Dear Bruno,


----- Original Message -----
From: "Marchal Bruno" <[EMAIL PROTECTED]>
Sent: Monday, December 30, 2002 8:26 AM
Subject: Re: Quantum Probability and Decision Theory

> Stephen Paul King wrote:
> >    There do exist strong arguments that the "macroscopic state" of
> >is not completely classical and thus some degree of QM entanglement is
> >involved. But hand waving arguments aside, I would really like to
> >how you and Bruno (and others), given the proof and explanations
> >in these above mentioned papers and others, maintain the idea that "any
> >quantum computer or physical system can be simulated by a classical
> >computer."
> I agree with almost all the quotations you gave in your post
> But they are not relevant for our issue.


    When what is?

> Quantum computer can be emulated by classical computer (see below).


    Please point me to some paper, other than yours, that gives something
better than a hand-waving argument of this statement.

> Quantum computer does not violate Church thesis. The set of
> quantum computable functions is the same as the set of classically
> computable functions.


    This is one statement that I found:
"Church's thesis. All the models of computation yet developed, and all those
that may be developed in the future, are equivalent in power. We will not
ever find a more powerful model."

    Statements of this kind are found in religious dogma and are not
acceptable in mathematical and logical circles unless they have adjoining
caveats and attempted proofs. No where do I find this. It reminds me of
Kronecker's statement "God made the integers; all else is the work of man."

    I do not intend to be impolite here, Bruno, but, Please, give me some
reference that discusses how it is that "The set of
quantum computable functions is the same as the set of classically
computable functions."

    I can not see how this is possible given that (as Svozil et at state in )
"for quantum systems representable by Hilbert spaces of dimension higher
than two, there does not exist any such valuation s: L {0,1} ... there
exist different quantum propositions which cannot be distinguished by any
classical truth assignment."

    If there does not exist a unique Boolean valuation for QM systems that
can be taken to exist a priori and given that UTMs, including UD, demand the
existence of such for their definition, how is it that you can continue to
make this statement?

◆ Provided records:
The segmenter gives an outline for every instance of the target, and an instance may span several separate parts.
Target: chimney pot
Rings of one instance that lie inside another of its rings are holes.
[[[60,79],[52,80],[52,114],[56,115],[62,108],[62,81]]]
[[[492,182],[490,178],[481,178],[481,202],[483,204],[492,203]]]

◆ Goal:
In the email on quantum computers and Church's thesis, copy word for word the passage from "When what is?" to "of this statement.".

◆ Task response:
When what is?

> Quantum computer can be emulated by classical computer (see below).


    Please point me to some paper, other than yours, that gives something
better than a hand-waving argument of this statement.